Set problem 1: According to the review, what came back tucked in the pages of the book the writer had lent?
Set problem 2: Update the review starting with "BRAT’s review published" and going on through "i’ve ever wanted.", swapping "submersible" for "submarine".

Passage shown:

----------

BRAT’s review published on Letterboxd:
Thank you for letting me explore your perfect body. I could drink your blood. You are the only person that I would allow to be shrunken down to a microscopic size and swim inside me in a tiny submersible machine. We have lost our virginity, but it wasn't like losing anything. You’re too good for me. You’re too good for anyone.
ohhhh man this love letter monologue knocks the wind out of me every time. makes my ribs curl inwards and puncture my lungs clean through. it’s all i’ve ever wanted.
in 10th grade i lent this book to my boyfriend at the time, hoping he’d read it and write me a love letter even just a fraction as beautiful this one. five months later, he dumped me over the phone and returned my copy with a bittersweet break-up note tucked in the pages. it’s still thumb-tacked to my bedroom wall at my parent’s house.
we got back together a few months later, right before he moved across the country to go to film school. i poured my heart into letters and it made a sick splattering sound when it hit the pages. we talked on the phone every other day, but i begged him to write to me. i begged him to send me something, anything tangible. he never did. i broke up with him when he came home for the summer.

----------

(Rows from a dataset)
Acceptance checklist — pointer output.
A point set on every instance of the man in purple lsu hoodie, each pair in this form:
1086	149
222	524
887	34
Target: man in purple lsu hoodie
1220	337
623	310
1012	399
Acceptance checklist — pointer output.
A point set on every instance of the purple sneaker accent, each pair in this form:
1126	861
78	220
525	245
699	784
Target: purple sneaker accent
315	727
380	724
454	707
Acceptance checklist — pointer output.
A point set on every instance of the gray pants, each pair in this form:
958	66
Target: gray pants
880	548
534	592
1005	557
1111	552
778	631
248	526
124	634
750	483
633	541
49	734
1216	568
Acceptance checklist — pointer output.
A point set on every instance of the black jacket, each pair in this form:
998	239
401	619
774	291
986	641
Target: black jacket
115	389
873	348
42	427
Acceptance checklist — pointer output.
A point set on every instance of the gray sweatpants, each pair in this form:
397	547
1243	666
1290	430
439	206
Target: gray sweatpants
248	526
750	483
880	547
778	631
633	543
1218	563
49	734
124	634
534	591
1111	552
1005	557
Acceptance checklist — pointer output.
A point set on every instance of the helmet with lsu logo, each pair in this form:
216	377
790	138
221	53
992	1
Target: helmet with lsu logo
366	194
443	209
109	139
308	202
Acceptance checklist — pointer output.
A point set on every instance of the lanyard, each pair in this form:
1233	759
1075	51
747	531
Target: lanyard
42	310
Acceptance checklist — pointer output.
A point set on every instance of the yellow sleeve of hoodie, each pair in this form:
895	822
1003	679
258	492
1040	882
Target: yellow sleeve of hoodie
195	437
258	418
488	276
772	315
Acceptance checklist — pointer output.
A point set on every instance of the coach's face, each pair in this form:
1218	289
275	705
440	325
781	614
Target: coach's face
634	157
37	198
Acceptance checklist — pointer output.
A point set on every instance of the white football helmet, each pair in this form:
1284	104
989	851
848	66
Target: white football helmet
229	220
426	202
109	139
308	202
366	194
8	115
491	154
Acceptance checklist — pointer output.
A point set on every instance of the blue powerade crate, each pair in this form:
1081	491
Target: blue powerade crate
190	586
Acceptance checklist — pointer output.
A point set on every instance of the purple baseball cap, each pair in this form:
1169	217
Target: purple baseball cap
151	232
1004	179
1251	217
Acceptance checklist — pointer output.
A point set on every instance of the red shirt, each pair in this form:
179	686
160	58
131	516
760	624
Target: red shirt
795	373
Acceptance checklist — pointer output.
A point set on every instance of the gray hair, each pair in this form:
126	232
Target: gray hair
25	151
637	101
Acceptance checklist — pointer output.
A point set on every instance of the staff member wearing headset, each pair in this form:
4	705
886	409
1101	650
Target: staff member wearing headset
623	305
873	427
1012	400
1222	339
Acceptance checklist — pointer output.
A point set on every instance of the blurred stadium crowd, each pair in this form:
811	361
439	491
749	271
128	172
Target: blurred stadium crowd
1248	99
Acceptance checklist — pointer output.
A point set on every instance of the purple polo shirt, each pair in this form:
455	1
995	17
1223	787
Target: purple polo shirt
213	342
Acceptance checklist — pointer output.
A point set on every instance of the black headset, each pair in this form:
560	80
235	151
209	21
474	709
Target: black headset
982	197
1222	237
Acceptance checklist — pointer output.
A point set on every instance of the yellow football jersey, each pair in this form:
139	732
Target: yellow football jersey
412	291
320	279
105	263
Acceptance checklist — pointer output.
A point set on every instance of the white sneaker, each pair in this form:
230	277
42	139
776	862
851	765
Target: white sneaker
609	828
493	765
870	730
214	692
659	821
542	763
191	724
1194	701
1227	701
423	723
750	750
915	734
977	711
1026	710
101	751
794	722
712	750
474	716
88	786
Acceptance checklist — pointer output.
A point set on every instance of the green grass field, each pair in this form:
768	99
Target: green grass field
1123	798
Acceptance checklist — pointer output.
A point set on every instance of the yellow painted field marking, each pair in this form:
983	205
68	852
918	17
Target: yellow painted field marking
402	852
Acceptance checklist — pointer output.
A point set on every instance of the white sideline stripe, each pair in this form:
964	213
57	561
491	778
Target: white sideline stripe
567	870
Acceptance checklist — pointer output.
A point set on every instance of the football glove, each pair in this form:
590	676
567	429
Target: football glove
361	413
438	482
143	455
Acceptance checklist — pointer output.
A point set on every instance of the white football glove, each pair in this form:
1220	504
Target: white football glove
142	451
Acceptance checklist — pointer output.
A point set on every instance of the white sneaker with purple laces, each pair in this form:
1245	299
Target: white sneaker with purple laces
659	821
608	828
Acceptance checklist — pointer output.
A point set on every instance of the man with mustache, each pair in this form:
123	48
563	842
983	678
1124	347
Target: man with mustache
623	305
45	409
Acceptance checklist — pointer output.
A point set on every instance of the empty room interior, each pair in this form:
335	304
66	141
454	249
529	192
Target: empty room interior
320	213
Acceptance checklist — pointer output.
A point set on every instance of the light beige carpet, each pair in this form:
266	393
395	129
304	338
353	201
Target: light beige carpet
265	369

----------

Correct response 1: A bittersweet break-up note.

Correct response 2:
BRAT’s review published on Letterboxd:
Thank you for letting me explore your perfect body. I could drink your blood. You are the only person that I would allow to be shrunken down to a microscopic size and swim inside me in a tiny submarine machine. We have lost our virginity, but it wasn't like losing anything. You’re too good for me. You’re too good for anyone.
ohhhh man this love letter monologue knocks the wind out of me every time. makes my ribs curl inwards and puncture my lungs clean through. it’s all i’ve ever wanted.